- Kutipan Halaman
Sangata, Kalimantan Timur (ANTARA News) - Aksi pemblokiran jalan perusahaan batubara PT. Indominco Mandiri yang dilakukan kelompok tani Sumber Rezeki dan kelompok tani Lestari Dayak Ung sepekan terakhir masih berlangsung .

Aksi pemblokiran sebagai buntut dari tuntutan ganti rugi lahan tersebut masih berlangsung pada Selasa karena pembahasan di DPRD Kutai Timur yang melibatkan petani dan manajemen perusahaan tidak membuahkan hasil.

Padahal pihak DPRD, Pemkab Kutim, Kapolres, dan Dandim setempat melakukan pembahasan dengan melibatkan kelompok tani serta manajemen PT. Indominco Mandiri untuk menuntaskan masalah yang sebenarnya sudah terjadi beberapa tahun lalu.

Wakil Ketua DPRD Kutim, Suardi, memimpin rapat dewan di bukit pelangi sejak pagi, namun sampai pukul 16. 30 wita tidak juga bisa mencapai titik temu yang bisa diterima petani dan manajemen.

- Tugas 1
Tulis ulang bagian catatan yang dimulai dari baris berisi "Where is the green foliage" sampai akhir catatan, dan ganti "photograph" dengan "image" tanpa mengubah apa pun selain itu.

- Data Latihan
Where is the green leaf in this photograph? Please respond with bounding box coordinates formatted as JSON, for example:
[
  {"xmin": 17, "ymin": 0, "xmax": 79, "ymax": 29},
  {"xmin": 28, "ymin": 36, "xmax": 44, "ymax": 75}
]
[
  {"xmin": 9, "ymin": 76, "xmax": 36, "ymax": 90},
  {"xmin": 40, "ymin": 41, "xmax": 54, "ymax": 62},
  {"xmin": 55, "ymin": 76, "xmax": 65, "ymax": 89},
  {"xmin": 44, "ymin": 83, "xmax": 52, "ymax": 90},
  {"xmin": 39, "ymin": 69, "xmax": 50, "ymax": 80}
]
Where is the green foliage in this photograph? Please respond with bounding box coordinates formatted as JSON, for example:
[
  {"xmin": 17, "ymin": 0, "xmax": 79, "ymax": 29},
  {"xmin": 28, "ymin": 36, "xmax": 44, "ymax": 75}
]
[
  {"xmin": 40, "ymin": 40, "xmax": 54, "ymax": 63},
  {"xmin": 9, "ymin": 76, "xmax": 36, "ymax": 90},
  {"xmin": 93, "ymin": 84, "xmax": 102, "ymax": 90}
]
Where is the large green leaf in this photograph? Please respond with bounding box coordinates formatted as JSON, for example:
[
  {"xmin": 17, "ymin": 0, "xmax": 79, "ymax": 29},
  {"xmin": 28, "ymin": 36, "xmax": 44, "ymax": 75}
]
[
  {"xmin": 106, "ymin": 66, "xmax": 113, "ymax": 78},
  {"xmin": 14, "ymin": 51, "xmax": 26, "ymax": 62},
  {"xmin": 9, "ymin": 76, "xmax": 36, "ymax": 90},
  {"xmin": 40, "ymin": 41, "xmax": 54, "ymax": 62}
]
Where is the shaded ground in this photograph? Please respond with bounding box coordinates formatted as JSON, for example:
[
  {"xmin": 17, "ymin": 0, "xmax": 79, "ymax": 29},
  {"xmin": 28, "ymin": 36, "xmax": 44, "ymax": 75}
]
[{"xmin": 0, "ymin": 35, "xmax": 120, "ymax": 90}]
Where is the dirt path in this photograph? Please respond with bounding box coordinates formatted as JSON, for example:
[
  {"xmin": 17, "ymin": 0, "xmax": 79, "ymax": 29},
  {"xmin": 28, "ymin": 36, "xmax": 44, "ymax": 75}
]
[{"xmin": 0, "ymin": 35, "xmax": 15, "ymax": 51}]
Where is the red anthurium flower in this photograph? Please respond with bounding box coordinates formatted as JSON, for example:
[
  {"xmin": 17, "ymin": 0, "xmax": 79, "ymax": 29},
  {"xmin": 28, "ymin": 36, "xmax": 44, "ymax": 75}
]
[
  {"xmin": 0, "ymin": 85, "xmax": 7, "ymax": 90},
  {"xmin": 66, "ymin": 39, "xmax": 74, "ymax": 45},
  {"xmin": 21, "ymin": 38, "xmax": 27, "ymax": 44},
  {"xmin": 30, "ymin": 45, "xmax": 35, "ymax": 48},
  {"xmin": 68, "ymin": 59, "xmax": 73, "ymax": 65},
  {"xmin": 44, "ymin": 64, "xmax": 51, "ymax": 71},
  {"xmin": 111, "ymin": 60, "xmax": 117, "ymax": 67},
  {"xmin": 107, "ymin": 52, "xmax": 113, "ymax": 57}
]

- Tugas 2
Menurut berita tentang pemblokiran jalan PT. Indominco Mandiri, siapa yang memimpin rapat dewan di bukit pelangi?

- Jawaban Benar 1
Where is the green foliage in this image? Please respond with bounding box coordinates formatted as JSON, for example:
[
  {"xmin": 17, "ymin": 0, "xmax": 79, "ymax": 29},
  {"xmin": 28, "ymin": 36, "xmax": 44, "ymax": 75}
]
[
  {"xmin": 40, "ymin": 40, "xmax": 54, "ymax": 63},
  {"xmin": 9, "ymin": 76, "xmax": 36, "ymax": 90},
  {"xmin": 93, "ymin": 84, "xmax": 102, "ymax": 90}
]
Where is the large green leaf in this image? Please respond with bounding box coordinates formatted as JSON, for example:
[
  {"xmin": 17, "ymin": 0, "xmax": 79, "ymax": 29},
  {"xmin": 28, "ymin": 36, "xmax": 44, "ymax": 75}
]
[
  {"xmin": 106, "ymin": 66, "xmax": 113, "ymax": 78},
  {"xmin": 14, "ymin": 51, "xmax": 26, "ymax": 62},
  {"xmin": 9, "ymin": 76, "xmax": 36, "ymax": 90},
  {"xmin": 40, "ymin": 41, "xmax": 54, "ymax": 62}
]
Where is the shaded ground in this image? Please respond with bounding box coordinates formatted as JSON, for example:
[
  {"xmin": 17, "ymin": 0, "xmax": 79, "ymax": 29},
  {"xmin": 28, "ymin": 36, "xmax": 44, "ymax": 75}
]
[{"xmin": 0, "ymin": 35, "xmax": 120, "ymax": 90}]
Where is the dirt path in this image? Please respond with bounding box coordinates formatted as JSON, for example:
[
  {"xmin": 17, "ymin": 0, "xmax": 79, "ymax": 29},
  {"xmin": 28, "ymin": 36, "xmax": 44, "ymax": 75}
]
[{"xmin": 0, "ymin": 35, "xmax": 15, "ymax": 51}]
Where is the red anthurium flower in this image? Please respond with bounding box coordinates formatted as JSON, for example:
[
  {"xmin": 17, "ymin": 0, "xmax": 79, "ymax": 29},
  {"xmin": 28, "ymin": 36, "xmax": 44, "ymax": 75}
]
[
  {"xmin": 0, "ymin": 85, "xmax": 7, "ymax": 90},
  {"xmin": 66, "ymin": 39, "xmax": 74, "ymax": 45},
  {"xmin": 21, "ymin": 38, "xmax": 27, "ymax": 44},
  {"xmin": 30, "ymin": 45, "xmax": 35, "ymax": 48},
  {"xmin": 68, "ymin": 59, "xmax": 73, "ymax": 65},
  {"xmin": 44, "ymin": 64, "xmax": 51, "ymax": 71},
  {"xmin": 111, "ymin": 60, "xmax": 117, "ymax": 67},
  {"xmin": 107, "ymin": 52, "xmax": 113, "ymax": 57}
]

- Jawaban Benar 2
Wakil Ketua DPRD Kutim, Suardi.